» **Task objective**:
Begin at the line that contains "Find the sweater" and quote each line exactly through the last one. Leave pictures out.

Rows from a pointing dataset

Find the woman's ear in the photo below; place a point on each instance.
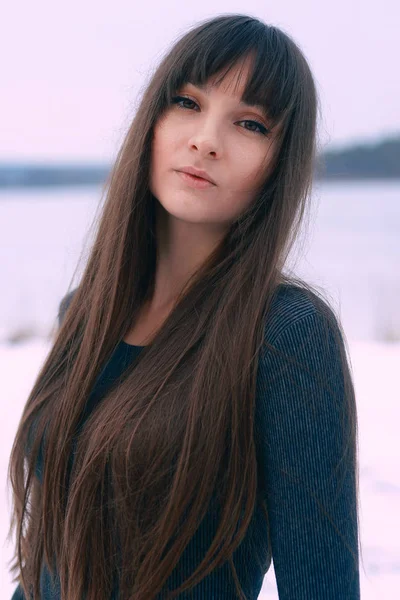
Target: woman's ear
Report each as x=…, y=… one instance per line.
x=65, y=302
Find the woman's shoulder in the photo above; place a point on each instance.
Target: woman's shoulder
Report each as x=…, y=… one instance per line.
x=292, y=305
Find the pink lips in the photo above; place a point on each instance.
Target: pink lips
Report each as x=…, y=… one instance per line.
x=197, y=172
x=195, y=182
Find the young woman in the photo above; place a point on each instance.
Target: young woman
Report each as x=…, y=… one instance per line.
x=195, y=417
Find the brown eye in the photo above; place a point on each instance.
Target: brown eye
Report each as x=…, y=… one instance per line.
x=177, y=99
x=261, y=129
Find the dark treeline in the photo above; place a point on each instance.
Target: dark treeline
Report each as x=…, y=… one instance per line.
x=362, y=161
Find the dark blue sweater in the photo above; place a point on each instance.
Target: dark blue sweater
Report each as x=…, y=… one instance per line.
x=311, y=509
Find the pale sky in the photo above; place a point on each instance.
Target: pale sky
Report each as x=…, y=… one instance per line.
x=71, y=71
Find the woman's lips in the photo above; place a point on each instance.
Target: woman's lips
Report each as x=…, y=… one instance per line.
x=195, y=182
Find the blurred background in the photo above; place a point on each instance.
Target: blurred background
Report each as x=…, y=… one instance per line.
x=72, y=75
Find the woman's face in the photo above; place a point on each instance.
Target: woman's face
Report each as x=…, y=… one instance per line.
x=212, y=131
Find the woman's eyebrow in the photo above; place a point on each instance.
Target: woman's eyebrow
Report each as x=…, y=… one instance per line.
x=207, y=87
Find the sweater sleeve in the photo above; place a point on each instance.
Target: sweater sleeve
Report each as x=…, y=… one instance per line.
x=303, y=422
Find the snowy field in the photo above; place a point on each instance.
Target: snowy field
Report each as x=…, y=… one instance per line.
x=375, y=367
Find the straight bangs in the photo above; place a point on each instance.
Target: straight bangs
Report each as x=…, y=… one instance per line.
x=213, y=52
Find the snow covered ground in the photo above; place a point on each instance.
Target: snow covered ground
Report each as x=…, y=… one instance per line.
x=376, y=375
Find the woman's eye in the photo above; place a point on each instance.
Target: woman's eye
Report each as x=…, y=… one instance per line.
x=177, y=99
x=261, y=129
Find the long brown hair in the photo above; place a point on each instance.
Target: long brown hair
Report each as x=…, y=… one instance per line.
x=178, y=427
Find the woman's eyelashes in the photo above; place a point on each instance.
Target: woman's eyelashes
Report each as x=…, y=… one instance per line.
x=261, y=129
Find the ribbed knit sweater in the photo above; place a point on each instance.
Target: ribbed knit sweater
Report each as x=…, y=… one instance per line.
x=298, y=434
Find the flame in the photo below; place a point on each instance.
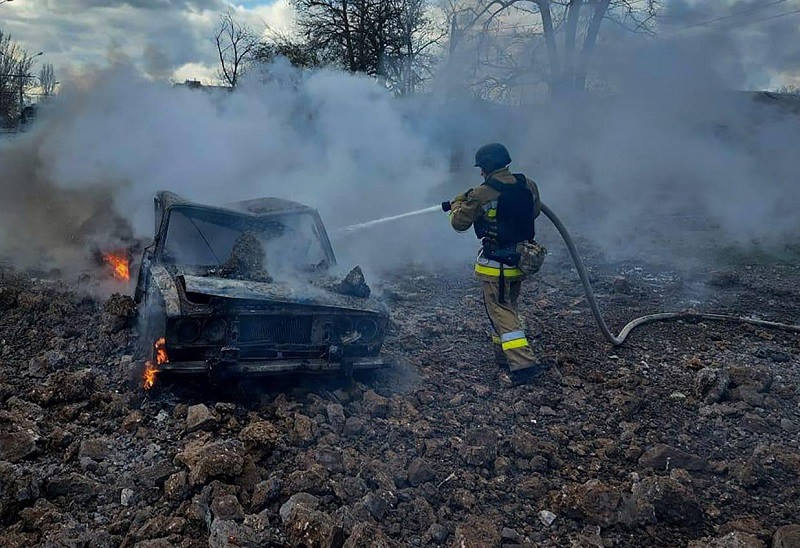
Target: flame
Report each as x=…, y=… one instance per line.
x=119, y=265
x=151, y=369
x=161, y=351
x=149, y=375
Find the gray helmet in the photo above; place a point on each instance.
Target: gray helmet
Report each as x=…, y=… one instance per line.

» **Written solution**:
Find the sweater sleeve in the photo above; place a point on each instance.
Target: sweater sleeve
Report each as x=…, y=… one instance per line.
x=303, y=422
Find the snowy field in the photo above; place a point on each instance.
Target: snowy field
Report each as x=…, y=… one instance per line.
x=375, y=367
Find the straight bangs in the photo above; place a point on each instance.
Target: straight bangs
Report each as x=…, y=… one instance per line.
x=213, y=52
Find the snow covered ground in the photo above; place a point on each instance.
Target: snow covered ground
Report each as x=…, y=… one instance per line.
x=376, y=375
Find the woman's eye in the photo above; place a point on each instance.
Target: woman's eye
Report each as x=…, y=… one instance per line.
x=177, y=99
x=261, y=129
Find the long brown hair in the photo above; place a point on each instance.
Target: long brown hair
Report each as x=…, y=… one instance per line.
x=178, y=427
Find the woman's eyelashes in the photo above; place a point on each instance.
Target: woman's eyelashes
Report each as x=…, y=… one instance per line.
x=261, y=129
Find the ribbed knit sweater in the photo above; place a point on each instance.
Target: ribbed knit sweater
Report each as x=…, y=… one instance per line.
x=298, y=434
Find the flame in the photo below; place a point on each instance.
Target: flame
Report each as x=…, y=… one instance per line.
x=119, y=265
x=151, y=369
x=161, y=351
x=149, y=375
Find the gray helmet in the photo above; place a point on each instance.
Target: gray helmet
Report each as x=…, y=… one instance per line.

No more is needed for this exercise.